YOUR TASK: Which lines run from the line with "Q: Indicate one point per instance of the white oversized" through the line with "Q: Indicate one point per instance of the flyer" in the entries below? Print them exactly, both ends included, and nothing more.

# # #

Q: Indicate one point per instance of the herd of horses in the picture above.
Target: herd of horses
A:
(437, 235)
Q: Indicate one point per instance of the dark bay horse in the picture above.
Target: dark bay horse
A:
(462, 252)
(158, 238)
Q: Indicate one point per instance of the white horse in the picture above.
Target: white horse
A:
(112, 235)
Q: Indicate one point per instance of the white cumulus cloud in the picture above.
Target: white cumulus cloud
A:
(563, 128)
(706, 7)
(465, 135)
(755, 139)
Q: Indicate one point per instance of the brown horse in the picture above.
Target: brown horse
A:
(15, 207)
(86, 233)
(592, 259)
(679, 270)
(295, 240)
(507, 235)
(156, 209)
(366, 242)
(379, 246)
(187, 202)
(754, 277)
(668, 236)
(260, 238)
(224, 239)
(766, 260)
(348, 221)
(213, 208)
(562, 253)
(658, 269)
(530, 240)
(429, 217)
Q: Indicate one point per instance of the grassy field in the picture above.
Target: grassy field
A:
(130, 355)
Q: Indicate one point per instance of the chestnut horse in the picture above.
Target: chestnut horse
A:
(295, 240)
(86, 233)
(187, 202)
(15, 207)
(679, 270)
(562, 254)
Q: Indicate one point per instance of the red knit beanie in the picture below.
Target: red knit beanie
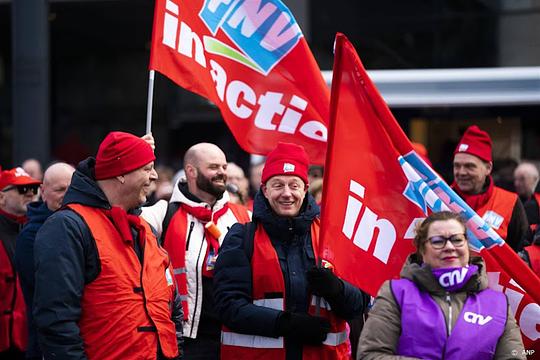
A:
(286, 159)
(475, 142)
(120, 153)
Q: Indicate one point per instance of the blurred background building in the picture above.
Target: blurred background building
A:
(73, 70)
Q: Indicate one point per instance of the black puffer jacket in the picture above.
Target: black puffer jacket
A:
(291, 237)
(66, 259)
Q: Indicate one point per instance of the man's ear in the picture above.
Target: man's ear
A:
(191, 171)
(489, 167)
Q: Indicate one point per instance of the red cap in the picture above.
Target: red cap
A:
(475, 142)
(286, 159)
(16, 176)
(120, 153)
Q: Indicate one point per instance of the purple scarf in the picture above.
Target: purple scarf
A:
(453, 279)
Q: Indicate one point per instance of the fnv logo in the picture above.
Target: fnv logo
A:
(453, 277)
(473, 318)
(264, 31)
(363, 236)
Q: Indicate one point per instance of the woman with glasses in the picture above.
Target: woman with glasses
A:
(441, 307)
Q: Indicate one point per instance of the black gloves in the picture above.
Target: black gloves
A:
(302, 327)
(323, 282)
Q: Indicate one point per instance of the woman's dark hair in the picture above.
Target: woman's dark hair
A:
(420, 238)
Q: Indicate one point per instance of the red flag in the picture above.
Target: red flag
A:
(366, 221)
(380, 187)
(251, 60)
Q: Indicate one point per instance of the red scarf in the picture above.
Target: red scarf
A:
(205, 215)
(475, 201)
(18, 219)
(123, 222)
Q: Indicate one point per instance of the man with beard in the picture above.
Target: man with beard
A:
(501, 209)
(193, 225)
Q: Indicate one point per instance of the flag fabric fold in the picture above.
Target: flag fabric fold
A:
(250, 59)
(378, 188)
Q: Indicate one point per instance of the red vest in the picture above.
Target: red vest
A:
(268, 279)
(13, 328)
(126, 310)
(175, 244)
(498, 210)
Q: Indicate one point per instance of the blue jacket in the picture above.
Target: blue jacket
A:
(292, 240)
(37, 213)
(66, 259)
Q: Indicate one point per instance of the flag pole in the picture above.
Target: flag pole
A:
(150, 102)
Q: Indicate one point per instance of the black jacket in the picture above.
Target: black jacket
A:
(66, 259)
(37, 213)
(291, 237)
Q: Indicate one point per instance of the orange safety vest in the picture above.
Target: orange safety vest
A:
(13, 328)
(175, 244)
(268, 279)
(126, 310)
(497, 211)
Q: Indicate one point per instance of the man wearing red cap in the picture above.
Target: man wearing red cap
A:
(104, 287)
(473, 182)
(194, 224)
(266, 284)
(17, 189)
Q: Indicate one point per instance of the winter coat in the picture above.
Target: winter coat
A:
(381, 333)
(291, 238)
(37, 213)
(66, 260)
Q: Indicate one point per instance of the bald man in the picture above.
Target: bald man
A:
(33, 168)
(56, 180)
(193, 225)
(525, 181)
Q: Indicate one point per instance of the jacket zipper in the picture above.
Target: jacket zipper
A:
(449, 324)
(196, 288)
(449, 327)
(191, 225)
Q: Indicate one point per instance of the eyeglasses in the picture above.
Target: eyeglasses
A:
(439, 242)
(23, 189)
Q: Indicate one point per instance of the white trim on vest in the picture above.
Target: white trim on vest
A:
(251, 341)
(276, 303)
(335, 339)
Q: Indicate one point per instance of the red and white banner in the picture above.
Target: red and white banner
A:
(251, 60)
(378, 188)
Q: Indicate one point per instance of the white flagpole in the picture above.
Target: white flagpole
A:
(150, 102)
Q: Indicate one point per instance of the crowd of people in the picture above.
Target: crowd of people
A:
(110, 260)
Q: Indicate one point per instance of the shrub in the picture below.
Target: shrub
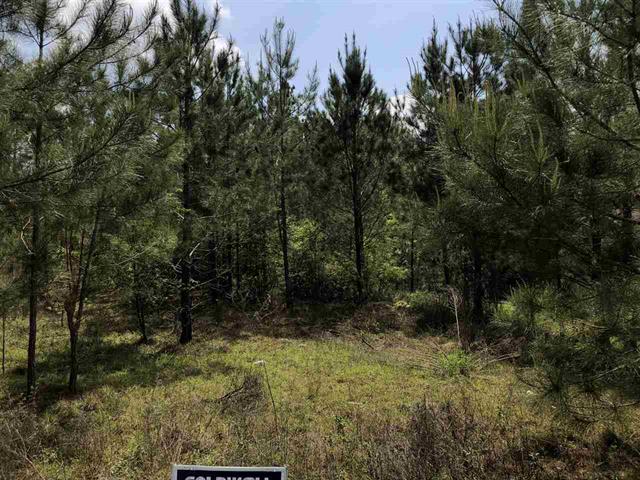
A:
(455, 363)
(431, 309)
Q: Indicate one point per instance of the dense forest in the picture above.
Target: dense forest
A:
(148, 171)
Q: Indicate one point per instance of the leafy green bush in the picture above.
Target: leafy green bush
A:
(455, 363)
(431, 309)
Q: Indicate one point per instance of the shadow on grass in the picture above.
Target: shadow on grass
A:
(303, 321)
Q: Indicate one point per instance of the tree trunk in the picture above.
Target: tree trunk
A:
(445, 264)
(4, 340)
(412, 256)
(140, 313)
(284, 242)
(228, 286)
(73, 356)
(627, 235)
(237, 245)
(358, 231)
(186, 333)
(478, 290)
(35, 266)
(596, 252)
(214, 275)
(139, 303)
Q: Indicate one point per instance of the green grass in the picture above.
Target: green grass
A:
(336, 395)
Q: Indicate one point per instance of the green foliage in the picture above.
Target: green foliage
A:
(455, 363)
(432, 310)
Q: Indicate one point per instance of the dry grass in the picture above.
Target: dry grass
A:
(352, 400)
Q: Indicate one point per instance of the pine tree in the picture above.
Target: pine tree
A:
(186, 49)
(281, 110)
(358, 117)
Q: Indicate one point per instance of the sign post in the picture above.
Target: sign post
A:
(199, 472)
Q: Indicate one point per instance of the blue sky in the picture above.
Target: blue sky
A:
(391, 30)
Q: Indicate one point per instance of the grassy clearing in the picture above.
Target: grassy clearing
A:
(350, 403)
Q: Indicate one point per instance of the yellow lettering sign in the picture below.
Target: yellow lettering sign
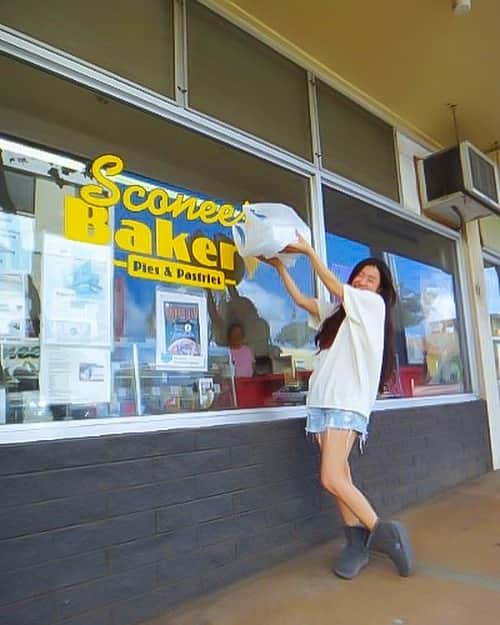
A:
(166, 271)
(83, 222)
(156, 253)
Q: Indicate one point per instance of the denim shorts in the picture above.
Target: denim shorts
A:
(319, 419)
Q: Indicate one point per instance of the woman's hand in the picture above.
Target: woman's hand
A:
(274, 262)
(301, 246)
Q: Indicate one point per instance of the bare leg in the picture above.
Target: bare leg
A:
(335, 447)
(347, 516)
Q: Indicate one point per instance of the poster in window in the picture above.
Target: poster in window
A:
(181, 331)
(12, 306)
(76, 291)
(17, 242)
(79, 375)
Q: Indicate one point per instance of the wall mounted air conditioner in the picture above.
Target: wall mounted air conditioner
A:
(458, 184)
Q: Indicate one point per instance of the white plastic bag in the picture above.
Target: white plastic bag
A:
(267, 229)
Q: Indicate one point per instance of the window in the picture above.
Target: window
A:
(128, 327)
(236, 78)
(356, 144)
(430, 342)
(134, 40)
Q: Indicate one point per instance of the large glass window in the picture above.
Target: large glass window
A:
(107, 309)
(236, 78)
(356, 144)
(430, 346)
(131, 39)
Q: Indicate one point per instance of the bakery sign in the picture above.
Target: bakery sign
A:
(153, 248)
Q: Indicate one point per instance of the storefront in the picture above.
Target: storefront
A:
(126, 408)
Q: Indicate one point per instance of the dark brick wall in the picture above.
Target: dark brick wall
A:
(116, 529)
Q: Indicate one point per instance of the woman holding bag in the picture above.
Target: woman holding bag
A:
(355, 359)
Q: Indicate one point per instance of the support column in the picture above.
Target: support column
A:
(487, 374)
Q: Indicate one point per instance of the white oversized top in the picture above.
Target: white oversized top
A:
(347, 375)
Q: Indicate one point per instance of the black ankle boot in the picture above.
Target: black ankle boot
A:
(354, 555)
(391, 538)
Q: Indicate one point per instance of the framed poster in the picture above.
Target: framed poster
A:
(77, 293)
(181, 331)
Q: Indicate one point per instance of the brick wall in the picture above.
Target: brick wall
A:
(113, 530)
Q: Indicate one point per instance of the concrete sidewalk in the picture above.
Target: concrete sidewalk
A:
(457, 541)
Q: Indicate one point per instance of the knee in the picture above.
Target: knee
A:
(334, 483)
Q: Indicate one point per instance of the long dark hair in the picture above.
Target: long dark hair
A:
(328, 331)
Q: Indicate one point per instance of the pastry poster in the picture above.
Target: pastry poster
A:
(181, 328)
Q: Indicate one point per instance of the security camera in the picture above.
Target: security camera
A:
(461, 7)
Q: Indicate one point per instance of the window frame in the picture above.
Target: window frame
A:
(44, 57)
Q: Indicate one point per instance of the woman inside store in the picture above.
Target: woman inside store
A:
(355, 358)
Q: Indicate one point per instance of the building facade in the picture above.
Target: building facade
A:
(139, 466)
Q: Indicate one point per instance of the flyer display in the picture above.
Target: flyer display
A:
(77, 375)
(77, 280)
(12, 306)
(181, 329)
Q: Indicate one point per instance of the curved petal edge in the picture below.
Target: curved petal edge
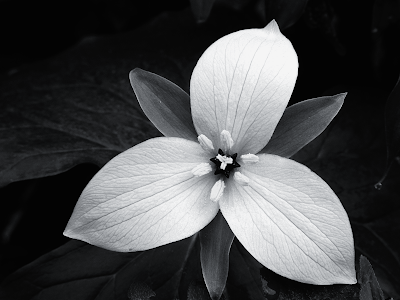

# # #

REPLY:
Q: Indicate one point per instance of the white oversized top in the picture above.
Target: white oversized top
A:
(347, 375)
Q: Indicate one point per instance of the black ankle boot in the picture above.
Target: black ankle boot
A:
(354, 555)
(391, 538)
Q: Indicate one point per instance of the framed poster in the picture above.
Target: framed poster
A:
(77, 293)
(181, 331)
Q: Indicate one point per instance of the brick wall in the picture above.
Target: brick wall
A:
(113, 530)
Q: Indicate one point per instance of the concrete sidewalk in the picture above.
Target: concrete sidewalk
A:
(457, 541)
Q: Indicate one point per instance of the knee in the picture above.
Target: knee
A:
(334, 483)
Q: Indicate one point per instance of the long dark hair in the picture above.
Target: long dark hair
A:
(328, 331)
Q: Indicate one point per instance of the pastry poster in the picture above.
Target: pastry poster
A:
(181, 328)
Q: Indicate one point per instance of the security camera in the picture above.
Target: security camera
A:
(461, 7)
Q: Indicate one point per instance of the window frame in the picture above.
Target: window frame
A:
(44, 57)
Q: Indicate one point per instance of the woman inside store in the picture above.
Target: woman inside store
A:
(355, 358)
Q: Indicate one point per instance of the building facade in the picture above.
Target: building facade
A:
(139, 466)
Q: Indicate one point per instance of the flyer display in the picture above.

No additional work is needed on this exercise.